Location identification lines

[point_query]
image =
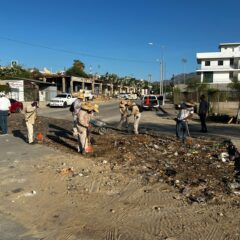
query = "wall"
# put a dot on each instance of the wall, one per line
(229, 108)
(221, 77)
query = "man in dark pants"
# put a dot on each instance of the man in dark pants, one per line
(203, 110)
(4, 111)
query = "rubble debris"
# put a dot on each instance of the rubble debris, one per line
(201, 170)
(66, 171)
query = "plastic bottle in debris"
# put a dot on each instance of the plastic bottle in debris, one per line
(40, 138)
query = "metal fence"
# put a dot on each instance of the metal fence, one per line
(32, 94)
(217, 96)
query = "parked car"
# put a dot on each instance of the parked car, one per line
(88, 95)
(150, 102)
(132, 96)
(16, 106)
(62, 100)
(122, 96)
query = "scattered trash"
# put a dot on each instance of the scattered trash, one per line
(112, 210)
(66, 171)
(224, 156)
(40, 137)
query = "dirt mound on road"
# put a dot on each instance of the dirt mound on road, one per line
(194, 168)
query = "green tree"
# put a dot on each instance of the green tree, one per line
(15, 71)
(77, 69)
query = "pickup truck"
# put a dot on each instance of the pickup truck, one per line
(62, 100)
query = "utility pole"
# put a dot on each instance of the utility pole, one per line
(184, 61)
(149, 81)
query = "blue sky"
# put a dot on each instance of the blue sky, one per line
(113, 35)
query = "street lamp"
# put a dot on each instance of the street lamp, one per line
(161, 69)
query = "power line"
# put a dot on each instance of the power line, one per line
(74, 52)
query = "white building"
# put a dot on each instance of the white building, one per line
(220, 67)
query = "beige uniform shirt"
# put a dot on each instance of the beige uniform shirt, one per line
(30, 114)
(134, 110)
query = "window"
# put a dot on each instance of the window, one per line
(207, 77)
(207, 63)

--

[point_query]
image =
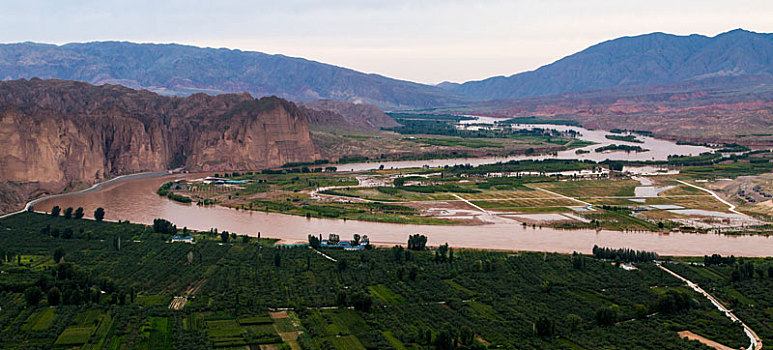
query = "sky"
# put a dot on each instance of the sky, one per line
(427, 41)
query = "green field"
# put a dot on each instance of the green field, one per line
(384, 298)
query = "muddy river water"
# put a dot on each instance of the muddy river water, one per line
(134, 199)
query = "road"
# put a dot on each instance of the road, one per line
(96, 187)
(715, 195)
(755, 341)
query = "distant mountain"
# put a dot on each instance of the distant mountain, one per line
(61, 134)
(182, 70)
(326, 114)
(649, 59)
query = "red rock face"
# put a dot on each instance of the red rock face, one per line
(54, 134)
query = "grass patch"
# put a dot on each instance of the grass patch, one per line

...

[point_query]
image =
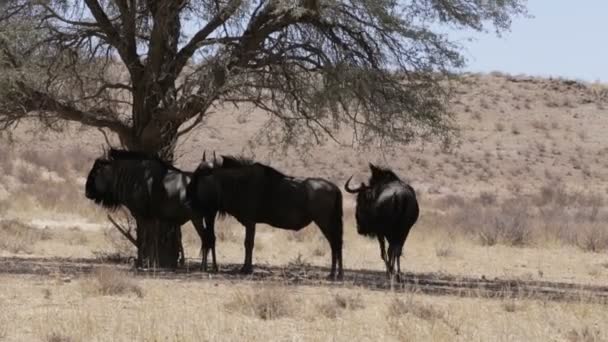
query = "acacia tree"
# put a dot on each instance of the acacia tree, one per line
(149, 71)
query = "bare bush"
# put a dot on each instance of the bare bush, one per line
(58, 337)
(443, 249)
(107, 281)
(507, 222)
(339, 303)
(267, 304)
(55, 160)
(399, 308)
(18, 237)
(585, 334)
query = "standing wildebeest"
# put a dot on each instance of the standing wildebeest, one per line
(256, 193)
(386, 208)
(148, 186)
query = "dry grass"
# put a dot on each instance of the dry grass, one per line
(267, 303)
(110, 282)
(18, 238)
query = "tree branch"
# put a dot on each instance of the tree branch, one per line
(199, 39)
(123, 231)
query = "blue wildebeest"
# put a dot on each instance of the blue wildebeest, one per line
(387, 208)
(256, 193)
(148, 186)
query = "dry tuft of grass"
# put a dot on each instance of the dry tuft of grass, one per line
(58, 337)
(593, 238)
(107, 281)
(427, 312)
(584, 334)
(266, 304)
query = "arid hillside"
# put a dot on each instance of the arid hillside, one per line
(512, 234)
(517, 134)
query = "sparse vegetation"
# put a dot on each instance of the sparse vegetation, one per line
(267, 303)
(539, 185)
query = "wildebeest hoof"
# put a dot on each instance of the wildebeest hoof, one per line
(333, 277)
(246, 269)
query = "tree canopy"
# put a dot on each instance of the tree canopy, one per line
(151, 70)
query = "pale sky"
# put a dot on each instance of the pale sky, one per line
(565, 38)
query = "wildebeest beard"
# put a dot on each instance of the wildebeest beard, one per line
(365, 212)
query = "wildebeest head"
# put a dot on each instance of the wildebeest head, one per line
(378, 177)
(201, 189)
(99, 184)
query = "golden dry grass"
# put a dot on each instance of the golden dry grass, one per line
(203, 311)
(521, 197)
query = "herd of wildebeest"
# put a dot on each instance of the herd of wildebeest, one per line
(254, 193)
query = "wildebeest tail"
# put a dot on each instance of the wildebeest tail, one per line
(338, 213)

> **GIVEN REQUEST**
Extract every line above that contains the string "blue".

> **ANSWER TO THIS PROBLEM**
query = "blue sky"
# put a dot on each instance of the blue sky, one per line
query = "blue wildebeest"
# put a dot on each instance of the blue wildebeest, one per line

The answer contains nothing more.